== THE DATA ==

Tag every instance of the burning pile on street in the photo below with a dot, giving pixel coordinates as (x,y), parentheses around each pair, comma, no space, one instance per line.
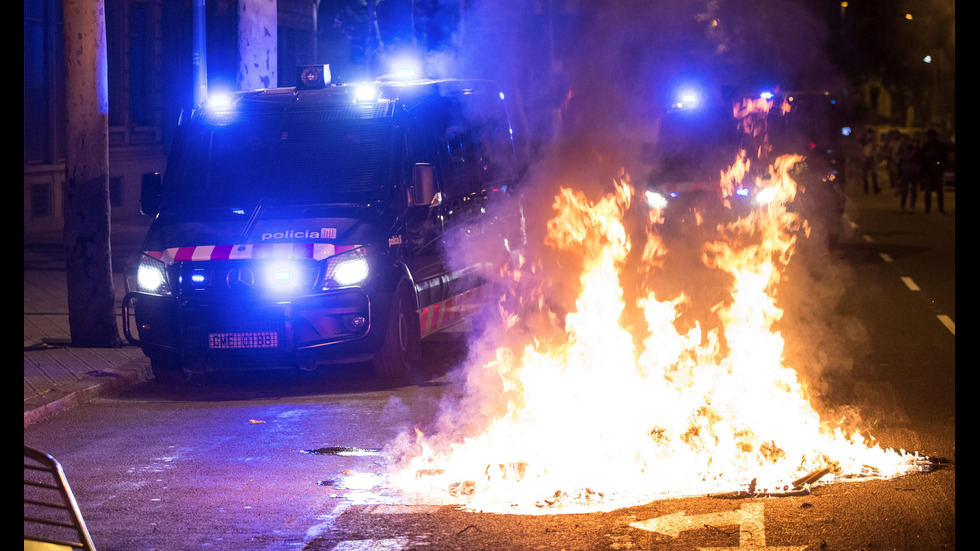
(615,402)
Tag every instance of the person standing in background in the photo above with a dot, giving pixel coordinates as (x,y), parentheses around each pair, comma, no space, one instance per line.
(869,160)
(933,157)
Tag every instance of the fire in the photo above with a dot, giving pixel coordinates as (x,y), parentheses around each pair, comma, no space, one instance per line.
(600,412)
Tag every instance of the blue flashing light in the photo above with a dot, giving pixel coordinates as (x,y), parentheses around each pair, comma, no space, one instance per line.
(365,93)
(219,102)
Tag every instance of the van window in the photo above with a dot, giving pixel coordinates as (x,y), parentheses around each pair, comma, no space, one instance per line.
(271,158)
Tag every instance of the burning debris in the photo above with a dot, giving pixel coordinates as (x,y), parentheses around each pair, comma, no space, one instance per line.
(666,409)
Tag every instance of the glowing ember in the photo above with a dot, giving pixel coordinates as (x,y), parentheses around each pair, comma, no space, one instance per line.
(597,412)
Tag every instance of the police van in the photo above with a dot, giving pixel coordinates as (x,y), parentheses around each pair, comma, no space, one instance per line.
(322,223)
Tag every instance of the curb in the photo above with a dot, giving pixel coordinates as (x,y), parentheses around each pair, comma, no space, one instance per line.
(102,383)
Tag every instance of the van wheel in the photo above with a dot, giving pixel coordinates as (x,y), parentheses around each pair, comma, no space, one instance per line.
(400,355)
(169,370)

===

» **TASK TO CARRY OUT**: Nothing but the lines from the one containing "Tag every instance of the curb" through the final line of the listing above belongs in the answer; set them down exactly.

» **SOLUTION TO THE EXERCISE**:
Tag every instance of the curb in the photo above with a dot, giving pixel coordinates as (x,y), parentheses around each pair, comma, no space, one instance per line.
(102,383)
Tag every instance of the van wheel in the photo above with a dot, giving pixel coordinates as (x,y), parentheses around each pair, comma, no space, one instance per line.
(400,355)
(169,370)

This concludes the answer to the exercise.